* [What you should do] All of the records should be given again verbatim.

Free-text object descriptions
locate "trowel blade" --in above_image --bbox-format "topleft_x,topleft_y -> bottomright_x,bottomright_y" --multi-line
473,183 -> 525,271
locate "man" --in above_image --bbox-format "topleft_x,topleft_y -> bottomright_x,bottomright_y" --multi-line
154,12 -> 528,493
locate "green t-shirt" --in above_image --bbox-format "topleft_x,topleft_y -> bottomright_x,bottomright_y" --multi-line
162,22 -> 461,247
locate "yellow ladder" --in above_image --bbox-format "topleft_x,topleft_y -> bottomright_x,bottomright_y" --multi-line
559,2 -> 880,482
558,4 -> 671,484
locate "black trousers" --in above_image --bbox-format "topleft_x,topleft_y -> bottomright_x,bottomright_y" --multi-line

* [Response area]
locate "trowel blade" --in above_image --bbox-format "topleft_x,topleft_y -> bottomright_x,bottomright_y" --multi-line
473,183 -> 525,271
locate "man" --in above_image --bbox-format "topleft_x,topleft_y -> bottomright_x,bottomright_y" --multi-line
154,12 -> 528,493
locate "green t-shirt" --in above_image --bbox-format "topleft_x,topleft_y -> bottomright_x,bottomright_y" --multi-line
162,22 -> 461,247
locate "yellow ladder" --in above_image --bbox-format "topleft_x,topleft_y -> bottomright_x,bottomright_y" --multi-line
559,2 -> 880,482
558,4 -> 671,484
locate "black trousers" --in above_image --bbox-format "topleft_x,topleft_y -> bottomright_x,bottomright_y" --multi-line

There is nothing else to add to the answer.